--- ENTRIES SHOWN Enclosed Below ---

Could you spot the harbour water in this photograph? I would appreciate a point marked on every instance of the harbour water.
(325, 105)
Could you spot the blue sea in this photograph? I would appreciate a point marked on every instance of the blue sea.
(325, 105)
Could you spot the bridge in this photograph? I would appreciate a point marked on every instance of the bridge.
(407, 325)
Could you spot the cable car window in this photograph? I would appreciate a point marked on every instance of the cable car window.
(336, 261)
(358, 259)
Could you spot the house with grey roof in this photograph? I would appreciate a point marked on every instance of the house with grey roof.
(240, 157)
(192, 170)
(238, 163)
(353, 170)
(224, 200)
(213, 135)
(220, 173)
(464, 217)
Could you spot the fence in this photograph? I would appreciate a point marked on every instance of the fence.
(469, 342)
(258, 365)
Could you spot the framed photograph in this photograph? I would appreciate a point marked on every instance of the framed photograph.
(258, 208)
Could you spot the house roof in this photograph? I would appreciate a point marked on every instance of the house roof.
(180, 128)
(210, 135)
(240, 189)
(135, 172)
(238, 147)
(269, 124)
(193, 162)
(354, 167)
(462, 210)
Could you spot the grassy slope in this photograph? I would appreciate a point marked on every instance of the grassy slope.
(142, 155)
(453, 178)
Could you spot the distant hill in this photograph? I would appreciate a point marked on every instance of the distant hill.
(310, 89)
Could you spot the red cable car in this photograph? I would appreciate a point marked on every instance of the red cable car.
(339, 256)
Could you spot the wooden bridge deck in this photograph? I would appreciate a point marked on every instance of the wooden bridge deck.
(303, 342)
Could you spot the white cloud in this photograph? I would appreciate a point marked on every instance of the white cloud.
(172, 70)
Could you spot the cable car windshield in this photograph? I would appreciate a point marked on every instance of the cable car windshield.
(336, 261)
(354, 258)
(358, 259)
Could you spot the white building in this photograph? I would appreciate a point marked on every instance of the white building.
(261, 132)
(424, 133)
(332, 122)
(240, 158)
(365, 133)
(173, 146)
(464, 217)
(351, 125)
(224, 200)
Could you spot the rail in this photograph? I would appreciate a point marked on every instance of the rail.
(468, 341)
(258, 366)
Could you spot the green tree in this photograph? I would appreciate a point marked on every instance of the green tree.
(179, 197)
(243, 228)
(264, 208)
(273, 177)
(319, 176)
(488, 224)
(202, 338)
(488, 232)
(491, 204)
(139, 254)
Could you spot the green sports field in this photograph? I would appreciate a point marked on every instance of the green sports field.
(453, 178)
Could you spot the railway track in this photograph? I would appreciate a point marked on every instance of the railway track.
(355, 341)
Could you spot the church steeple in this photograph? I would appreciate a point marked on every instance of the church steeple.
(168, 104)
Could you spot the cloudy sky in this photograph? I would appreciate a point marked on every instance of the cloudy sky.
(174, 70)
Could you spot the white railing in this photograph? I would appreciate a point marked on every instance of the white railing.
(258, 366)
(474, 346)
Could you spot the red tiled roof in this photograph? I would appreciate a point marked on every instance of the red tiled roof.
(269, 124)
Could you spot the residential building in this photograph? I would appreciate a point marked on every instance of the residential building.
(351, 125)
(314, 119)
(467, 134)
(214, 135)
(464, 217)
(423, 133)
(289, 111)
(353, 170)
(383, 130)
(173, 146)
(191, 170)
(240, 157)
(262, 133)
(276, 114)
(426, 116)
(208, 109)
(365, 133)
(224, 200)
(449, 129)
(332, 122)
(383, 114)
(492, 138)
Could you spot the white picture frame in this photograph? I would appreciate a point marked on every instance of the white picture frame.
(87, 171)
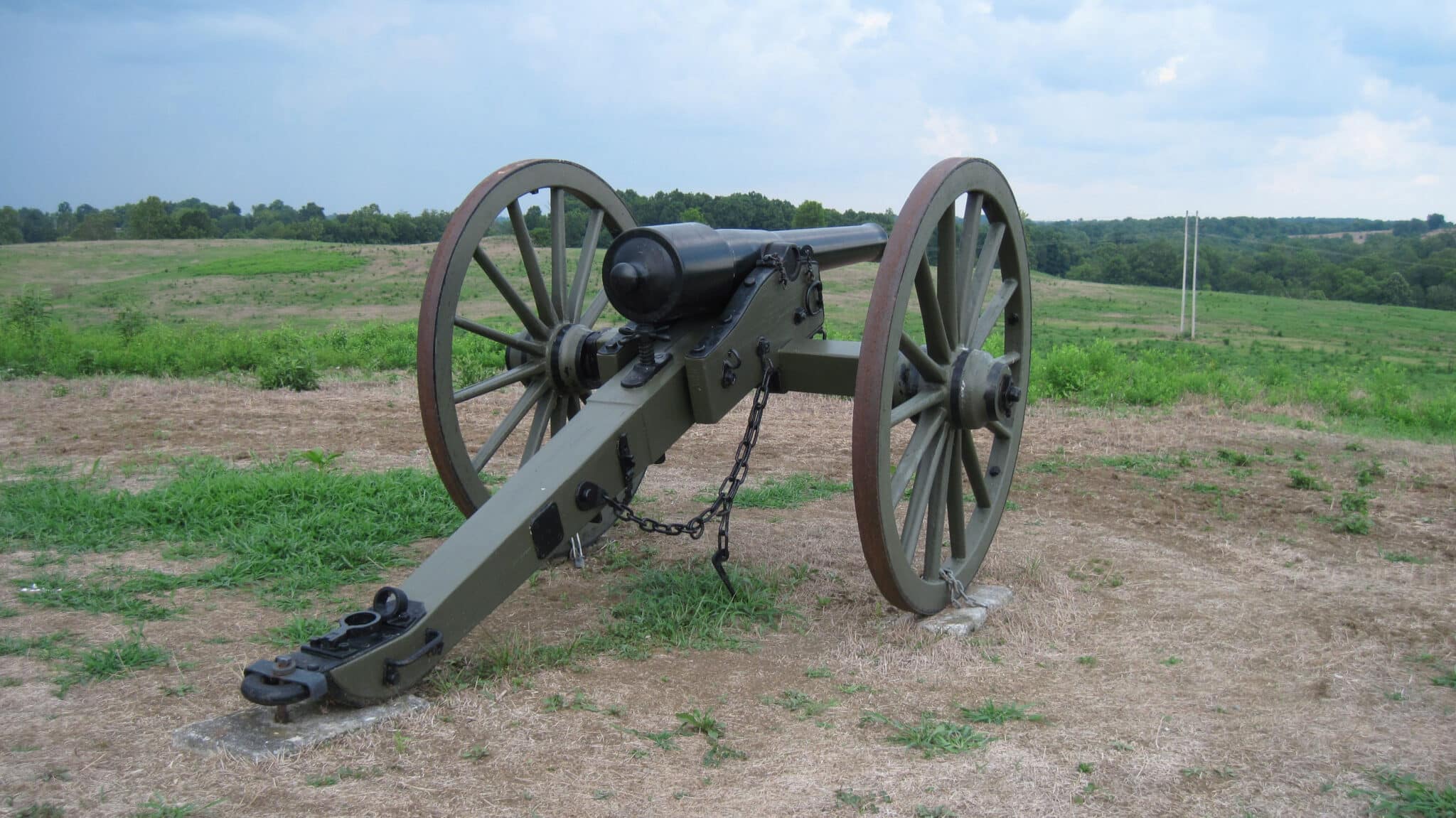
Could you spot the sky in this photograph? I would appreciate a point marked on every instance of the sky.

--- End of Enclosed ENTRIES SHOWN ---

EXERCISE AIM => Repeat, word for word, each of the records, omitting any image they hold.

RESPONSE TO THE EXERCISE =>
Could you spot the harbour water in this photograph? I would appreciate a point marked on every instance of the harbour water.
(325, 105)
Could you spot the blue sea in this photograph? I would appreciate a point marked on every instance of the blue sea.
(325, 105)
Could you spot the bridge in this photograph? I would appreciate a point marked on every instance of the bridge.
(407, 325)
Could you spot the cable car window in this photograph? I would appreciate a point marked on every instance of the cable car window.
(336, 261)
(358, 259)
Could you spot the house with grey roof in this photograph? I would appreciate a point marked on every instance of the house with grey roof.
(240, 157)
(192, 170)
(238, 163)
(353, 170)
(224, 200)
(213, 135)
(220, 173)
(464, 217)
Could you spot the fence in this photograph? I would appreciate a point marked on every instance of the fence.
(469, 342)
(258, 365)
Could you spot the framed photograph in this photograph? I would appreciate a point marked on every instance of the framed photograph.
(258, 208)
Could you spot the house roof in this photograph? I would appreciate a point marked on every instance of the house roof.
(180, 128)
(210, 135)
(240, 189)
(135, 172)
(238, 147)
(269, 124)
(193, 162)
(354, 167)
(462, 210)
Could you spot the grassy slope in this photograph? I would appreciate a point marked on every instance of the grassy slope.
(142, 155)
(453, 178)
Could you spot the distant hill in this photograph? I would appreciate a point marked on every instance of the distant hill.
(310, 89)
Could you spot the red cable car in this photograph? I would appreciate a point marked on every instance of the red cable car.
(339, 256)
Could you spot the wooden bridge deck in this photograph? I would appreciate a point marked on every instance of the wooden bridge deck.
(303, 342)
Could you spot the white cloud in this photograph? I would appreciate a point marked on every instance of the white cloud.
(172, 70)
Could you spot the cable car windshield in this photograph? I would appreciate a point marked on every instance of the cable car windshield.
(336, 261)
(354, 258)
(358, 259)
Could you spot the white building in this photograph? I would appreciate a point marked on every instance of the white building.
(261, 132)
(424, 133)
(332, 122)
(240, 158)
(365, 133)
(173, 146)
(464, 217)
(351, 125)
(224, 200)
Could you spot the rail in this photograph? I would appreciate a point marked on every instance of the rail.
(468, 341)
(258, 366)
Could you spot the green tree in this photograph? I would appreciate a point marked on every instance of the green tree.
(179, 197)
(243, 228)
(264, 208)
(273, 177)
(319, 176)
(488, 224)
(202, 338)
(488, 232)
(491, 204)
(139, 254)
Could you spot the green sports field in this photograph? I would appreciate a point marked on every instance of the green sports field.
(453, 178)
Could you spot the railway track in this photograph? I would appreciate a point marked on every instance of the railway track.
(355, 341)
Could you spot the church steeple in this photograph? I would appreciate a point marked on every instance of the church steeple.
(168, 104)
Could you spot the cloudy sky in this photograph? I would appreciate a point marked on every instance of the cloudy sky.
(174, 70)
Could you spot the white railing in this photograph? I would appreciate a point marked on every instance of the white railing.
(258, 366)
(474, 346)
Could you spot the red tiled roof in this photograph? I would appreciate a point marked on every instance of the red tiled roof.
(269, 124)
Could you spot the residential building in this photograph? I would appreciate a point marked on every instance of the residential building.
(351, 125)
(314, 119)
(467, 134)
(214, 135)
(464, 217)
(423, 133)
(289, 111)
(353, 170)
(383, 130)
(173, 146)
(191, 170)
(240, 157)
(262, 133)
(276, 114)
(426, 116)
(208, 109)
(365, 133)
(224, 200)
(449, 129)
(332, 122)
(383, 114)
(492, 138)
Could you spot the white picture frame in this photograph? I would appreciate a point marked on every instance of the white picture frame.
(87, 171)
Could you spot the sky in this photograph? I would appreciate a point marked on every instance of the sky.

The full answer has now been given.